Exercise objective:
Return the lines below that carry the word "wheel".

[Collected data]
- Opening Delimiter -

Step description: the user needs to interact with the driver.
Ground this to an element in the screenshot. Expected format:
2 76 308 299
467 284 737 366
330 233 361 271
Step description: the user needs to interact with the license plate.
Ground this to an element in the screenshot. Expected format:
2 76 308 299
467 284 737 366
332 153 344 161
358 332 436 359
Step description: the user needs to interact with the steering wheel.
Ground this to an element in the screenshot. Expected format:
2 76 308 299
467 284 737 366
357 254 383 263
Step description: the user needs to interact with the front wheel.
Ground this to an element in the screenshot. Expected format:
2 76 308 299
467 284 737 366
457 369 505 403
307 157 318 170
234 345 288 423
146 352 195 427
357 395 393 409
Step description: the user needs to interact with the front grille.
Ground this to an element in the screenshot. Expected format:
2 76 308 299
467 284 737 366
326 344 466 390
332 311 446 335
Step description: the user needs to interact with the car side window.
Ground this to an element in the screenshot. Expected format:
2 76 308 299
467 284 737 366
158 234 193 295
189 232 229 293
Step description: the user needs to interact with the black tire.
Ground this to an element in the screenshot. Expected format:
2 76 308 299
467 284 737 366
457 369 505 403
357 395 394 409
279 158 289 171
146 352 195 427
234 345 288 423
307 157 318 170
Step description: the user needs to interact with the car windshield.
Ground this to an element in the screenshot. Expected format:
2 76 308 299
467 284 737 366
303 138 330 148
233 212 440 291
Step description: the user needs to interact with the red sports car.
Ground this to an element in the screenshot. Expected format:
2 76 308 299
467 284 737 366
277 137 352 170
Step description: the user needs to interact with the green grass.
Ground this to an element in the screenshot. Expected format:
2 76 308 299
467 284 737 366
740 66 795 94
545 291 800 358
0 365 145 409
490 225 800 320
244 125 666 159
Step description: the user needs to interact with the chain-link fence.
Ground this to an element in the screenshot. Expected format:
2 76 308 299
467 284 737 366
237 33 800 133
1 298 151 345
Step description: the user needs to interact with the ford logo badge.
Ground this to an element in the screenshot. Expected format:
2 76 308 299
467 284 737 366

- Closing Delimiter -

Task answer:
Step description: the user needs to interact with the steering wheel.
Step description: the user needs to interact with the front wheel.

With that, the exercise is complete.